------ RAW RECORDS ------

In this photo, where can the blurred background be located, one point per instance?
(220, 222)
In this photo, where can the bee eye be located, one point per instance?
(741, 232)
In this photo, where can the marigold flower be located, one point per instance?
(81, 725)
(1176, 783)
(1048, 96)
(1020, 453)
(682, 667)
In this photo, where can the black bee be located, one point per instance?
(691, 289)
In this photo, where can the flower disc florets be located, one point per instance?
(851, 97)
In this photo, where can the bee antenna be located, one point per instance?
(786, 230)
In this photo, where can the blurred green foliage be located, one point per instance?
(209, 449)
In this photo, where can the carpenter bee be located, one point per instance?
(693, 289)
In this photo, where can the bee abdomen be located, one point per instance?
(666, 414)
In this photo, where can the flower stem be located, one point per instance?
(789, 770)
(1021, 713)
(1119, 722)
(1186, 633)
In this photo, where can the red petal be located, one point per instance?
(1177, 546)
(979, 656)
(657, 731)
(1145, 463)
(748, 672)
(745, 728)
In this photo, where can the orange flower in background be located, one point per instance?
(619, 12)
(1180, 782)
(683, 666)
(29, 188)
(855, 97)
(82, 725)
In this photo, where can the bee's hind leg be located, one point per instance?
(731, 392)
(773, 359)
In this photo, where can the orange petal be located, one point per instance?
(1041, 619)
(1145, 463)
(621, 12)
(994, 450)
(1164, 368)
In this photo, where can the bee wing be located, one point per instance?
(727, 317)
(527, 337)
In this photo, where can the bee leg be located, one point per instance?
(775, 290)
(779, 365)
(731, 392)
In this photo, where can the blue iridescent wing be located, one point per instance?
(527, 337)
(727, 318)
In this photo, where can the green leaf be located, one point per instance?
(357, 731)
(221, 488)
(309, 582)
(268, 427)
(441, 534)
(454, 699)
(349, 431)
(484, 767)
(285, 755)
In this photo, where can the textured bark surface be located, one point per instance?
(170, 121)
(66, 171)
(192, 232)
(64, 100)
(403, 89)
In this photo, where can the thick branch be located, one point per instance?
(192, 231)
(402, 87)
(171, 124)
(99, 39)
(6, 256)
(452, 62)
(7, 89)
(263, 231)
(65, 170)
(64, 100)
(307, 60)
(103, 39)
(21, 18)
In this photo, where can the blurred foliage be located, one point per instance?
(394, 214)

------

-- REQUIREMENTS --
Copy out everything from the line containing "In this photo, where can the thick" down to the end of the records, swapping "thick branch" for "heavy branch" and changing nothing else.

-- RESULT FOR THIS TASK --
In this photo, where can the heavy branch be located, one point per instance?
(192, 231)
(402, 87)
(171, 124)
(99, 39)
(6, 256)
(452, 62)
(7, 89)
(263, 231)
(65, 170)
(64, 100)
(307, 60)
(103, 39)
(21, 18)
In this photo, where can the blurred foliage be located, one point per instance?
(394, 214)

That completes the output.